DATA SHOWN
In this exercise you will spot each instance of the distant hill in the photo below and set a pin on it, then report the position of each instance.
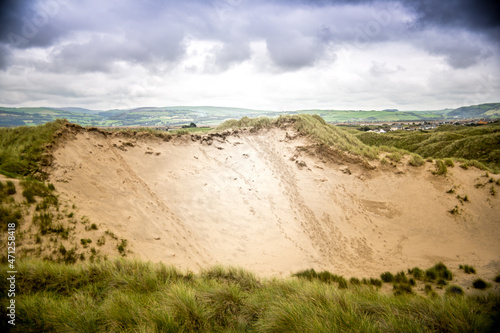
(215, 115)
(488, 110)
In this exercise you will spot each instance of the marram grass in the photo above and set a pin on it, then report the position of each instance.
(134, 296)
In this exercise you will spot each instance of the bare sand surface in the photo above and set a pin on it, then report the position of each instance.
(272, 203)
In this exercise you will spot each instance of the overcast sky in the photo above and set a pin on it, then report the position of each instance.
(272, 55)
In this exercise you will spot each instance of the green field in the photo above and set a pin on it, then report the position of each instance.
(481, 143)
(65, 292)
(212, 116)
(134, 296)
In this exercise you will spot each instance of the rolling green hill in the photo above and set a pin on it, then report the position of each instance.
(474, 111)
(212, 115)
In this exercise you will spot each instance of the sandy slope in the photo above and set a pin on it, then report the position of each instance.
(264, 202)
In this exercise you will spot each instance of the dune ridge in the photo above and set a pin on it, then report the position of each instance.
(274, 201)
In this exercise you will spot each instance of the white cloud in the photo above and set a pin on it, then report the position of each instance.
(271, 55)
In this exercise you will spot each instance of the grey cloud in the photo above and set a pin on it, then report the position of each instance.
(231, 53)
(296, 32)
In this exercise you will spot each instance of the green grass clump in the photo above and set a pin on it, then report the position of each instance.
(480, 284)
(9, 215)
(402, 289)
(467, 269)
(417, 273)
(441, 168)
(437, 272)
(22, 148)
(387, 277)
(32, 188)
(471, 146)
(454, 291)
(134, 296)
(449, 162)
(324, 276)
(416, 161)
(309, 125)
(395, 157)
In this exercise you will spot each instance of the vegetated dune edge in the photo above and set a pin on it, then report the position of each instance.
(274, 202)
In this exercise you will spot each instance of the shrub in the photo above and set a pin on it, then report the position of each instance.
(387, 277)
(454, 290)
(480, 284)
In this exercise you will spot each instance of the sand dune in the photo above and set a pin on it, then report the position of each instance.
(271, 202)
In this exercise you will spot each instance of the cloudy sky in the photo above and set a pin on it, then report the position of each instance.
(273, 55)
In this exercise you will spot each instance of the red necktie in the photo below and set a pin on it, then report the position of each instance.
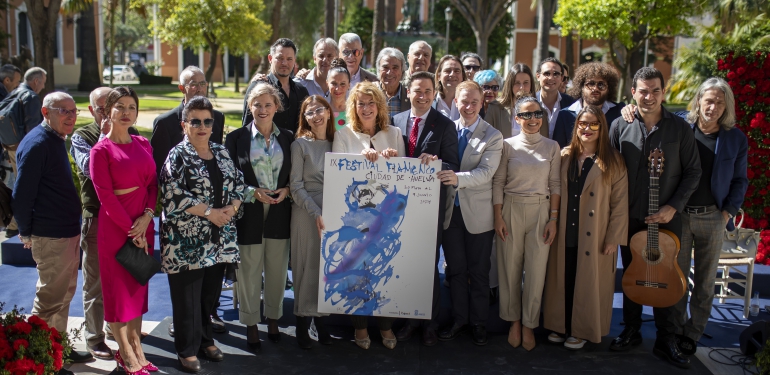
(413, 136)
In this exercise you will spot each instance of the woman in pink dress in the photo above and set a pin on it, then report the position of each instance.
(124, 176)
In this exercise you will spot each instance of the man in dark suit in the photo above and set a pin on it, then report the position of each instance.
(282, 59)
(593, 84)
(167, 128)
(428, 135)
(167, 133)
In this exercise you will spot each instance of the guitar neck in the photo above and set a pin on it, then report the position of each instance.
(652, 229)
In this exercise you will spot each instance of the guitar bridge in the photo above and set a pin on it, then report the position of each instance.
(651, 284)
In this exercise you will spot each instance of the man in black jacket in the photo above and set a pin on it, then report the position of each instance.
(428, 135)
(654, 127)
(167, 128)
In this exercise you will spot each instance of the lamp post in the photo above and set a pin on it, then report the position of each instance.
---
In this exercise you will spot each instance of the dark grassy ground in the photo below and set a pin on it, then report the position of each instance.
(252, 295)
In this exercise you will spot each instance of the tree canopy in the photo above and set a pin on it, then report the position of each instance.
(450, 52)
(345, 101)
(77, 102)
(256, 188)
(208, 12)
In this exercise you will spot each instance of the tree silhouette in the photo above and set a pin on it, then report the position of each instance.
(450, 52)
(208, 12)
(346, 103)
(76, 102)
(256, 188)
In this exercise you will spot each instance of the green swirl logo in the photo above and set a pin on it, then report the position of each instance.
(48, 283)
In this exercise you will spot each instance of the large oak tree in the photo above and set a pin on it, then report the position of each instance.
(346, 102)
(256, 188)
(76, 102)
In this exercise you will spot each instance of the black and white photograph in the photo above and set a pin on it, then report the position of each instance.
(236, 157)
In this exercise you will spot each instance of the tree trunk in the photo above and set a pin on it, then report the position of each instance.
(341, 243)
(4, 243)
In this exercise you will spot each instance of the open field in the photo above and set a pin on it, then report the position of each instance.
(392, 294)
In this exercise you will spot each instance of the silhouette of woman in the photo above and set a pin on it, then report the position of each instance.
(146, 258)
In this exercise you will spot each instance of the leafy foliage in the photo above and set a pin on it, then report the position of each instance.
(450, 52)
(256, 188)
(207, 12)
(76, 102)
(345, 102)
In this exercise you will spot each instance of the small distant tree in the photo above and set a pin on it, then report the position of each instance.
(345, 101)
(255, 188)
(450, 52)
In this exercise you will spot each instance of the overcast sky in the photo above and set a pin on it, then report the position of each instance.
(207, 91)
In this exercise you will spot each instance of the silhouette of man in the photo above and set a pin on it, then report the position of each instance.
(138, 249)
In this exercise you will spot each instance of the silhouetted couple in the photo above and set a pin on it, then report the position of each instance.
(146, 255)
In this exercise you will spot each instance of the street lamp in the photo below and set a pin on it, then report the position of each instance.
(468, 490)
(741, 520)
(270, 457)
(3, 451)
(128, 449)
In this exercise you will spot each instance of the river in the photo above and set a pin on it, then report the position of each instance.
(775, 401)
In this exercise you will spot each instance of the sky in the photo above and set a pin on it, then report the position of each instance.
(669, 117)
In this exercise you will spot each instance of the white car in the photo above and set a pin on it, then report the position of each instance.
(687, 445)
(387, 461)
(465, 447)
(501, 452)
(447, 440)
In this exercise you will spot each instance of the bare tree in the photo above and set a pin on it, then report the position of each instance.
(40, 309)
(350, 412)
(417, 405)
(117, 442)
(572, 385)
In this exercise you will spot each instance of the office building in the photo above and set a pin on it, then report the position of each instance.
==
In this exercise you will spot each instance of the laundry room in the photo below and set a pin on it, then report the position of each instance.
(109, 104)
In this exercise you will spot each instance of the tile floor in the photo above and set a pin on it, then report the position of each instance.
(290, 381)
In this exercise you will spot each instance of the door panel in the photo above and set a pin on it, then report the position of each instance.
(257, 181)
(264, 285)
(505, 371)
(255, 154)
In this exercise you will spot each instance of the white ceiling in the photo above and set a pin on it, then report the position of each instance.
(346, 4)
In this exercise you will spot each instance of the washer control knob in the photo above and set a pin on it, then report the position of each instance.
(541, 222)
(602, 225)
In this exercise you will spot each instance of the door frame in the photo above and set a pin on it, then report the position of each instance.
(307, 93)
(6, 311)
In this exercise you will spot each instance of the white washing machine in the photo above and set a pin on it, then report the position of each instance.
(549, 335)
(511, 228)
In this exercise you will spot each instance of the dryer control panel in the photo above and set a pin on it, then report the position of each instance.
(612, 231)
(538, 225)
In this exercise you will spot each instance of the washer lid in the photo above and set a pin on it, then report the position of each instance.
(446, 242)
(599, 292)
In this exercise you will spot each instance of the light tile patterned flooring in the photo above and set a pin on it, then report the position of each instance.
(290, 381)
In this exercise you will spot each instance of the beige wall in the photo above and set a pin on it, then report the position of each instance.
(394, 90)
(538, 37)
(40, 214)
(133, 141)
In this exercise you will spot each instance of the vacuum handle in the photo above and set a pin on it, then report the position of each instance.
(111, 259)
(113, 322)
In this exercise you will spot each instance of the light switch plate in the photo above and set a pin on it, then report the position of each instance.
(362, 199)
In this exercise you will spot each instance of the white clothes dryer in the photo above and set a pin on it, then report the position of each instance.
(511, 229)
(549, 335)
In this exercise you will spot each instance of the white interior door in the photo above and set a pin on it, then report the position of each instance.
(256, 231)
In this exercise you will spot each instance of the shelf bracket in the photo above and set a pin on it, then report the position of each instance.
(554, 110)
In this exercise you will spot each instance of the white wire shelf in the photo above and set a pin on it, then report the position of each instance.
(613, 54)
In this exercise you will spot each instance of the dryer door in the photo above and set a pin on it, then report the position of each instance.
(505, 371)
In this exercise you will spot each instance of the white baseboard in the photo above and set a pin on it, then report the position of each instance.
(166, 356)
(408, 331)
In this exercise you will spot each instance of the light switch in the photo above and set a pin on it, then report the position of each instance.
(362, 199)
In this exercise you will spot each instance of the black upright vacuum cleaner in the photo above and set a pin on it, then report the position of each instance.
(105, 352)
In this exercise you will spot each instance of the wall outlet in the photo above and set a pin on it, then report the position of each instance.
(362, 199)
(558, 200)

WHAT TO WORK ON
Rewrite the lines from the one containing "the bare tree" up to and including the one containing "In this exercise you will spot each instance of the office", swapping "set a pin" for "place a marker" and leaving everything else as it stands.

ANSWER FOR THIS EXERCISE
In this exercise you will spot each instance of the bare tree in the photo above and place a marker on it, then report the position of each instance.
(40, 309)
(350, 412)
(417, 405)
(117, 442)
(572, 385)
In this exercise you will spot each instance of the office building in the photo above and place a marker on it, then report the position of each instance.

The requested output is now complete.